◆ **Passage to read**:
· · · · · · ·

Casey of the Coast Guard was a 1926 American silent action film serial released in ten chapters, directed by William Nigh and written by Lewis Allen Browne. The film is now presumed lost.

Plot
John Casey (George O'Hara) is a Coast Guard officer stationed on Long Island Sound. He is both hated and feared by a band of smugglers headed by Diamond Kate. The serial unfolds with the smuggler gang choosing their strike against Casey on the night of the Cadet Coast Guard Ball.  Casey’s brother Frank answers the call that night and is killed in action against the smugglers. Casey vows to avenge the death of his brother.

· · · · · · ·

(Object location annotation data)
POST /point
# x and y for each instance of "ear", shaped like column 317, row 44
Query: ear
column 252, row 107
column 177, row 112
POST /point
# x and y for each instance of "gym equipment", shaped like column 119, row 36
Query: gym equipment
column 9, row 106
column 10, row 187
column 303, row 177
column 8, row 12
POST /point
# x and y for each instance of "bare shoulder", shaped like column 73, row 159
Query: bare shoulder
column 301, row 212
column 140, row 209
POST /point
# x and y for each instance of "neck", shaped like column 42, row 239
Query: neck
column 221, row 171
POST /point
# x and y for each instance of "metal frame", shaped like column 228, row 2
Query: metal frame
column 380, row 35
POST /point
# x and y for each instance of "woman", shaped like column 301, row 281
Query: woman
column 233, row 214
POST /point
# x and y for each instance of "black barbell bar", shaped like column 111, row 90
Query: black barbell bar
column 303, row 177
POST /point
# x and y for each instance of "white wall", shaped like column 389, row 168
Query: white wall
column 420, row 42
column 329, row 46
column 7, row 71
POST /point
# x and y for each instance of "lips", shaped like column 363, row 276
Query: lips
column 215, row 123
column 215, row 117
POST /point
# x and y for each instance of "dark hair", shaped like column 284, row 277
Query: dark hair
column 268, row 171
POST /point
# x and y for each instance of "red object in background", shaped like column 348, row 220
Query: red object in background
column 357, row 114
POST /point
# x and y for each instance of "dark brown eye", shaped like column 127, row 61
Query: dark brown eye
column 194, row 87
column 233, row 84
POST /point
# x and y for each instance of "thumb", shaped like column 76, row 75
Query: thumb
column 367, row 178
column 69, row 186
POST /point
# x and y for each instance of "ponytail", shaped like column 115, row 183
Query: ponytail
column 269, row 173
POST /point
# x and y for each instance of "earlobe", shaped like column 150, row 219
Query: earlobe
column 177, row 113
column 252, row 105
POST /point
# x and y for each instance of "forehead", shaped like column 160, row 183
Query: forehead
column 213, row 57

· · · · · · ·

◆ **Task instructions**:
1. According to the passage about Casey of the Coast Guard, where is John Casey stationed as a Coast Guard officer?
2. Duplicate the portion of the passage about Casey of the Coast Guard that begins at the words "Casey of the" and stops after the words "now presumed lost.".
The entries play no role in this work.

◆ **The responses**:
1. He is stationed on Long Island Sound.

2.
Casey of the Coast Guard was a 1926 American silent action film serial released in ten chapters, directed by William Nigh and written by Lewis Allen Browne. The film is now presumed lost.